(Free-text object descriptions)
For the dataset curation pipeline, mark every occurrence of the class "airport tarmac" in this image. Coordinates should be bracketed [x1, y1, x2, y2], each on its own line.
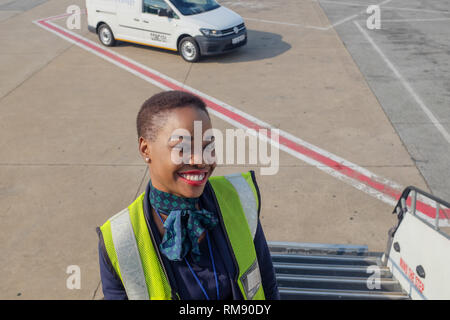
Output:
[0, 0, 447, 299]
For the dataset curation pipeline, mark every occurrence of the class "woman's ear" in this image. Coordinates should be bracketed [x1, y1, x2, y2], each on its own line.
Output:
[138, 136, 151, 163]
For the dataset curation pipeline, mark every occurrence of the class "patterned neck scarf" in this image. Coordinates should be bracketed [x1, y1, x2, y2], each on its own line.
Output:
[149, 180, 218, 262]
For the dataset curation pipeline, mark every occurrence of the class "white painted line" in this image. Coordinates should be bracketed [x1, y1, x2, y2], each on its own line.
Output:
[327, 0, 392, 29]
[381, 6, 450, 15]
[317, 0, 450, 15]
[354, 21, 450, 145]
[329, 12, 360, 28]
[316, 0, 367, 7]
[242, 17, 328, 31]
[381, 18, 450, 22]
[33, 16, 402, 205]
[33, 14, 447, 222]
[243, 0, 392, 31]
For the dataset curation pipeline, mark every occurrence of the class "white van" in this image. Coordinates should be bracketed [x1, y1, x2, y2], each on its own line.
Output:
[86, 0, 247, 62]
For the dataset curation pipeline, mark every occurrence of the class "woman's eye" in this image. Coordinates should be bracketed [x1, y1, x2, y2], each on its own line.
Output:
[173, 143, 190, 152]
[204, 142, 215, 151]
[173, 146, 184, 153]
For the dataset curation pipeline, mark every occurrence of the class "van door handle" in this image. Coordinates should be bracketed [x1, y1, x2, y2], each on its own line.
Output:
[143, 20, 149, 23]
[134, 18, 140, 21]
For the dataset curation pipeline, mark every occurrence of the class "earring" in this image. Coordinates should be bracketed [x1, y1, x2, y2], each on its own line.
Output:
[145, 157, 150, 163]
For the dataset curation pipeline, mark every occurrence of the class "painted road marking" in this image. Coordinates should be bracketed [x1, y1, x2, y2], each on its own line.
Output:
[326, 0, 393, 30]
[354, 21, 450, 146]
[33, 13, 449, 225]
[244, 0, 392, 31]
[242, 17, 328, 31]
[317, 0, 450, 15]
[380, 18, 450, 22]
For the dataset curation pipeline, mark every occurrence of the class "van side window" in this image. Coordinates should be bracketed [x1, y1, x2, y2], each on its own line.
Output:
[143, 0, 169, 15]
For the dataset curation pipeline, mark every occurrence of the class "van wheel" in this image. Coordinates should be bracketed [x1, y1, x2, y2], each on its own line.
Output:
[179, 37, 200, 62]
[98, 24, 116, 47]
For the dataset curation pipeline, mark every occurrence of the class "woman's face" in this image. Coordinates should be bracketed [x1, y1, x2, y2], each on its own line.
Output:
[140, 106, 216, 198]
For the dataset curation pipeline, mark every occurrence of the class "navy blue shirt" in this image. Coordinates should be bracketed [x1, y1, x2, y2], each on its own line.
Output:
[97, 180, 280, 300]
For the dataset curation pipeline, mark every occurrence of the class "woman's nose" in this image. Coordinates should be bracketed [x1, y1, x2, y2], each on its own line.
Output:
[189, 149, 205, 166]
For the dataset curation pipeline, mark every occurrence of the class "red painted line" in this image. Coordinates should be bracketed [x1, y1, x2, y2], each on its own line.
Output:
[36, 17, 447, 221]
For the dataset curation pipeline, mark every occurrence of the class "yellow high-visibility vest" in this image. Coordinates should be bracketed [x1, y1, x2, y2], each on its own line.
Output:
[99, 171, 266, 300]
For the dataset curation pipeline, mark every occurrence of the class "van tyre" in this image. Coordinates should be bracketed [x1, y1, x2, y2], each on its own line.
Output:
[98, 24, 116, 47]
[179, 37, 200, 62]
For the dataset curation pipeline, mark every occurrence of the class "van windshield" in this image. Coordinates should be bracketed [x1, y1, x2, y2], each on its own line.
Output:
[168, 0, 220, 16]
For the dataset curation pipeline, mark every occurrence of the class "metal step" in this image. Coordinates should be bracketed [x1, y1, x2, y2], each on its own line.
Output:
[274, 262, 392, 278]
[269, 241, 410, 300]
[276, 274, 403, 292]
[268, 241, 370, 256]
[271, 253, 382, 266]
[279, 287, 409, 300]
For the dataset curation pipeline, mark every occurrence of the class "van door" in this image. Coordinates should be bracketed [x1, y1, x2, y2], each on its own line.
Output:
[116, 0, 142, 41]
[140, 0, 178, 50]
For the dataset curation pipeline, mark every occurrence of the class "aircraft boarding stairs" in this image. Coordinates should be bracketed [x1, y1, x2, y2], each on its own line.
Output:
[269, 241, 409, 300]
[269, 186, 450, 300]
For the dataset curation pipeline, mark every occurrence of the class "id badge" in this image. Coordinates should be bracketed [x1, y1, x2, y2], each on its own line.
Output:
[240, 259, 262, 300]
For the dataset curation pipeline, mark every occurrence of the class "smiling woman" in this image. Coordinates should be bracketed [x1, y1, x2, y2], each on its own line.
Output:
[96, 90, 280, 300]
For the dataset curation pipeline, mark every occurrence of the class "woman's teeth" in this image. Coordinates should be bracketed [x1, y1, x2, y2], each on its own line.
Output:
[179, 173, 205, 181]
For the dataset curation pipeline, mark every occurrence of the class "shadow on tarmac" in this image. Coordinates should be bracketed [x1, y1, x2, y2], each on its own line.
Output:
[201, 29, 292, 64]
[115, 29, 291, 64]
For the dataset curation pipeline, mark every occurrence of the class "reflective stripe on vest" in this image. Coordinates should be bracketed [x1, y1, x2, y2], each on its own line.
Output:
[101, 193, 172, 300]
[224, 173, 258, 239]
[109, 208, 149, 300]
[100, 171, 264, 300]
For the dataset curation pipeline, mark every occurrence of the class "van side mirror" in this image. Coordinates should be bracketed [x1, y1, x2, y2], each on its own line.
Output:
[158, 8, 173, 17]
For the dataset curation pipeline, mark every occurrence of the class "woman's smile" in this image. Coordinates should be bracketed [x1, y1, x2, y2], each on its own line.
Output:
[177, 169, 210, 186]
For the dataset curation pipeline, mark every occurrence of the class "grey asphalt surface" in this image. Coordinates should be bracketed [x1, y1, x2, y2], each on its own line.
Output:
[0, 0, 48, 10]
[0, 0, 48, 19]
[317, 0, 450, 200]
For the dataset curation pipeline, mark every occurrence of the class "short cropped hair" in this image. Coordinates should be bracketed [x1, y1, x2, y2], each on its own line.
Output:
[137, 90, 209, 141]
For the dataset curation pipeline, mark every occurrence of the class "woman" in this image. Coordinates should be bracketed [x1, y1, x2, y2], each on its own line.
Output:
[97, 90, 280, 300]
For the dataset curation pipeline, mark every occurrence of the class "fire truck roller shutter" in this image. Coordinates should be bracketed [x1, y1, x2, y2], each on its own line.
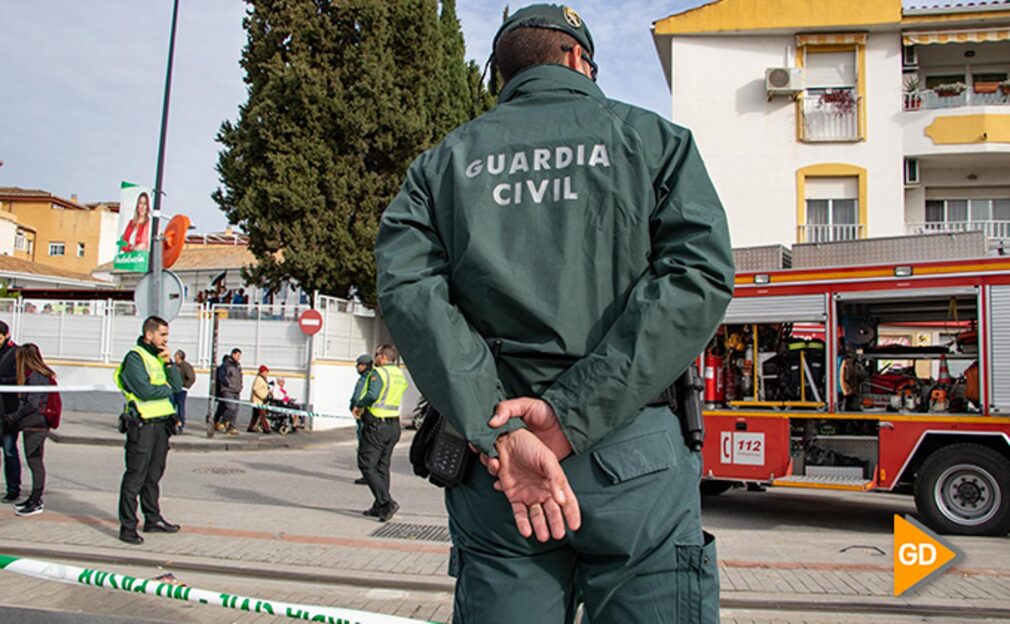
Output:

ASSIGNMENT » Write out each line above containing "door".

ANSWER TO THE PROBLEM »
For the dataset curation pipeline, mark every occurrence of the class "van door handle" in this image. Coordinates should be bracketed [x1, y1, x2, y2], each on its own line.
For the dataset curation pipeline, mark every occurrence of the class "van door" in this image. Coordinates should be bracketed [x1, y1, x2, y2], each on its own line.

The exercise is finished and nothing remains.